**RECORD EXTRACTS:**
* START *

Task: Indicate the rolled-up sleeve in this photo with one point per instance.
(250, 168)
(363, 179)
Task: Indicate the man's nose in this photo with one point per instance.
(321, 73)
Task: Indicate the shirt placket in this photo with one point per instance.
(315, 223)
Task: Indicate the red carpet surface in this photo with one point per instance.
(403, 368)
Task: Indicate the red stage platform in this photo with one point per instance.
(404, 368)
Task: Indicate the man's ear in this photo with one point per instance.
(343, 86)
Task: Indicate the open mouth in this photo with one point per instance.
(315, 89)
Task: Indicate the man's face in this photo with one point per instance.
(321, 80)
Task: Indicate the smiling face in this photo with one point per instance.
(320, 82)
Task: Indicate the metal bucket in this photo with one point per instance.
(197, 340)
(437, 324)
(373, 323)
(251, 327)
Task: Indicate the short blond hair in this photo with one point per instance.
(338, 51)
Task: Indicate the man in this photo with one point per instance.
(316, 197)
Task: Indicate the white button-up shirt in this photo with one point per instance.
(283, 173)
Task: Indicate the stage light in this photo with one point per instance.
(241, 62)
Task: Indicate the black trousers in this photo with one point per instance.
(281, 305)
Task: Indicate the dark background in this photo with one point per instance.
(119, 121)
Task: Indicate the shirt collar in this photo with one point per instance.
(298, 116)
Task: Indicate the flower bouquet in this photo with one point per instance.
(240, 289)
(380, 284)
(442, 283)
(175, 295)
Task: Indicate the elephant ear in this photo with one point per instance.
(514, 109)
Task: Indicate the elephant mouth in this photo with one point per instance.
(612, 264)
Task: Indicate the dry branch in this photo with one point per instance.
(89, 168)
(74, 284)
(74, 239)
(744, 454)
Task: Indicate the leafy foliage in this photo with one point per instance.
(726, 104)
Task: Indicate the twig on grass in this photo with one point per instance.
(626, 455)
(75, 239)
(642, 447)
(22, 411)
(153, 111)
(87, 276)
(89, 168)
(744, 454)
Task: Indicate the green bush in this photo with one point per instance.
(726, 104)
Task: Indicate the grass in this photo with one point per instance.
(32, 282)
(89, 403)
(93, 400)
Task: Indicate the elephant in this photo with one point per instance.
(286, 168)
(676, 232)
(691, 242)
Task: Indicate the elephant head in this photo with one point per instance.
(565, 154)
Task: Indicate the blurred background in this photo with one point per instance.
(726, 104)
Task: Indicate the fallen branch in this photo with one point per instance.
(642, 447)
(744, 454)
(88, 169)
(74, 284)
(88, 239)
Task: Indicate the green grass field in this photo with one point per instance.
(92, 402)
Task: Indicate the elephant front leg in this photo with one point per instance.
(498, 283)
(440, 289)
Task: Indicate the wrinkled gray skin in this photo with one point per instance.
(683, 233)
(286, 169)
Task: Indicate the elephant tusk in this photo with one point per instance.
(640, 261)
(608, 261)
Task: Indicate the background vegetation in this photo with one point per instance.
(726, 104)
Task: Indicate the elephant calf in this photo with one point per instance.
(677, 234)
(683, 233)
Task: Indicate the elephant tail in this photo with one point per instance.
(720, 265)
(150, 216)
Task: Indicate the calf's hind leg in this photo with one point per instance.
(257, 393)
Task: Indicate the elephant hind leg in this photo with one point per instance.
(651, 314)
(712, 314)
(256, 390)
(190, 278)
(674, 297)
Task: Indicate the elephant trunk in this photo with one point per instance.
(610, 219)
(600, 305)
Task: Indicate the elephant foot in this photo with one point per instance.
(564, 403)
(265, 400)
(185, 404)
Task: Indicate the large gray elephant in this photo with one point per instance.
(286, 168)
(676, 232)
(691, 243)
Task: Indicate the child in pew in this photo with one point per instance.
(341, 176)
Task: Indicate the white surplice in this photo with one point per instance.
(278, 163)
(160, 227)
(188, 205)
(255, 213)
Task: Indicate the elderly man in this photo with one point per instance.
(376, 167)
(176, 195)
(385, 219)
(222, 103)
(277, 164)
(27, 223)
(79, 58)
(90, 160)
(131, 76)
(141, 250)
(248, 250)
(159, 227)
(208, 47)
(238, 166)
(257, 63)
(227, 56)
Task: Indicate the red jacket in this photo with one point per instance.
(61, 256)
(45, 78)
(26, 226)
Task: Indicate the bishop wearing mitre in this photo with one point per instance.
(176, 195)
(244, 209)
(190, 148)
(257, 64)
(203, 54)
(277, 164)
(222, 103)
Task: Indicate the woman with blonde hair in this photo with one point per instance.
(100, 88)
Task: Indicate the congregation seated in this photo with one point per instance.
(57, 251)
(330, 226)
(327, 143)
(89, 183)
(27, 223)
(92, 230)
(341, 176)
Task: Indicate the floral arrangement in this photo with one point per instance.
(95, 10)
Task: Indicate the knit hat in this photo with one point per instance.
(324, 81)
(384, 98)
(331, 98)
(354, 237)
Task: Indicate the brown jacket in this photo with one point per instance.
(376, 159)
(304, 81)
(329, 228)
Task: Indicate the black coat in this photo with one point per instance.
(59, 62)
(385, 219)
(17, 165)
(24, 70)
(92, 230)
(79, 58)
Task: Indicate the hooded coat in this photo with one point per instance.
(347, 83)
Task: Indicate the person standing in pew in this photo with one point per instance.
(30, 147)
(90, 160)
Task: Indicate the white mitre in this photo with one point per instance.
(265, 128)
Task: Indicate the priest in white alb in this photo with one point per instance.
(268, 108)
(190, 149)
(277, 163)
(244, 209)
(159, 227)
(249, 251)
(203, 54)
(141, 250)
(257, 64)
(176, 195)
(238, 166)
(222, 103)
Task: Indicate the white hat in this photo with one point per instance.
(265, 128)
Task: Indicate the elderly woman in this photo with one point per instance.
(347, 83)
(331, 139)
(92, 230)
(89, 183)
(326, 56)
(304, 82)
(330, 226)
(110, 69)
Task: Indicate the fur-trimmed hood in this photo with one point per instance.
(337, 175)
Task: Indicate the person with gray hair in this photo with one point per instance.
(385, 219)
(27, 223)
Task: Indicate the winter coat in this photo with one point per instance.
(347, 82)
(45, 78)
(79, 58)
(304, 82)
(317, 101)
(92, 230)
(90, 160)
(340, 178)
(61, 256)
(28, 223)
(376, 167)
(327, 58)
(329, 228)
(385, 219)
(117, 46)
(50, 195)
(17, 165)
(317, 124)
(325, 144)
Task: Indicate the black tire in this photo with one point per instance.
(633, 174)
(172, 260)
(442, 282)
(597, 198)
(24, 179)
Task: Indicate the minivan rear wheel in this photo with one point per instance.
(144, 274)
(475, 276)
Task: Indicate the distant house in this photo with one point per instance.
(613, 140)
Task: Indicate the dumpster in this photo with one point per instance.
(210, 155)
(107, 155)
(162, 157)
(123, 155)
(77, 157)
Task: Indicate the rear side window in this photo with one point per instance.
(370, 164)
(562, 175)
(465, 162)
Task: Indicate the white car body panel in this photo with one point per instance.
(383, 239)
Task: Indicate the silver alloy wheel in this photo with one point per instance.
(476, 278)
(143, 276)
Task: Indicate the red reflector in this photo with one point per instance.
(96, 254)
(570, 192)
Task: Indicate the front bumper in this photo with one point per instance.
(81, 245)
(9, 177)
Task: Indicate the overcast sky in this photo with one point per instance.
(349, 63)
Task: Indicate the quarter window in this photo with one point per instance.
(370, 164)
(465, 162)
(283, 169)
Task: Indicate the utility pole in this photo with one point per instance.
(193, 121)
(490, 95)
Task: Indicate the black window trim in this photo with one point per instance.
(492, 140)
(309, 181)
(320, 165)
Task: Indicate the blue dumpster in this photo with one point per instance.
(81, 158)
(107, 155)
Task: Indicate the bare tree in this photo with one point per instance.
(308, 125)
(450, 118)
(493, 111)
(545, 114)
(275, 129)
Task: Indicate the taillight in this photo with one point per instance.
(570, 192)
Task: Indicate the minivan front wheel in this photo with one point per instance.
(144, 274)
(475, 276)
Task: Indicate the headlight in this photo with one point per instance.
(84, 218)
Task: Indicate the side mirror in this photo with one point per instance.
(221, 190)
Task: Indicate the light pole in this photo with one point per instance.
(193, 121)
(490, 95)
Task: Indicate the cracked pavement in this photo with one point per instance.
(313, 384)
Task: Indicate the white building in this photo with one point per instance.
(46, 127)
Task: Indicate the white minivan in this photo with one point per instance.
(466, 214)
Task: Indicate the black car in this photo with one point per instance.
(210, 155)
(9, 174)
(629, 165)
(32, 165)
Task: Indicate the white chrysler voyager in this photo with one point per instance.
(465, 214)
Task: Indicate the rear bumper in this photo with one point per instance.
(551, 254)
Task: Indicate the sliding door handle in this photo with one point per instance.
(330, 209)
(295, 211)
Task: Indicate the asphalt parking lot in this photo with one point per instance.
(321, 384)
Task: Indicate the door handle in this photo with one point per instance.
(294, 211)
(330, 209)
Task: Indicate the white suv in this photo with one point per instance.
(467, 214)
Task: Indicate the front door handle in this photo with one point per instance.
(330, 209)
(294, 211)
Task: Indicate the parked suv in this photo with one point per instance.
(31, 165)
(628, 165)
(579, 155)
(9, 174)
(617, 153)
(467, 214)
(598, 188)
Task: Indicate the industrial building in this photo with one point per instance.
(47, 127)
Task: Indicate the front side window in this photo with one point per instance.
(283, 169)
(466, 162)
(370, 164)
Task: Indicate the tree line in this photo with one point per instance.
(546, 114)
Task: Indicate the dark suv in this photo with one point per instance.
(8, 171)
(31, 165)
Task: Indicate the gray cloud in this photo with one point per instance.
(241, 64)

* END *

**WHAT YOU SHOULD DO:** Starting with the line that contains "Task: Indicate the parked", repeat each line through the last one exactly as it appears. Include both ends and nothing more.

**ANSWER FOR THIS EXERCISE:**
Task: Indicate the parked suv in this photo with one point per instance.
(31, 165)
(628, 165)
(579, 155)
(9, 174)
(617, 153)
(467, 214)
(598, 188)
Task: Indicate the industrial building in this photo with one point per instance.
(47, 127)
Task: Indicate the front side window in this photo with one point per instance.
(283, 169)
(466, 162)
(370, 164)
Task: Indicate the tree line in this photo with one point per instance.
(546, 114)
Task: Indicate the dark suv in this photo with one point per instance.
(8, 171)
(31, 165)
Task: Indicate the gray cloud in this photo with one point per instance.
(241, 64)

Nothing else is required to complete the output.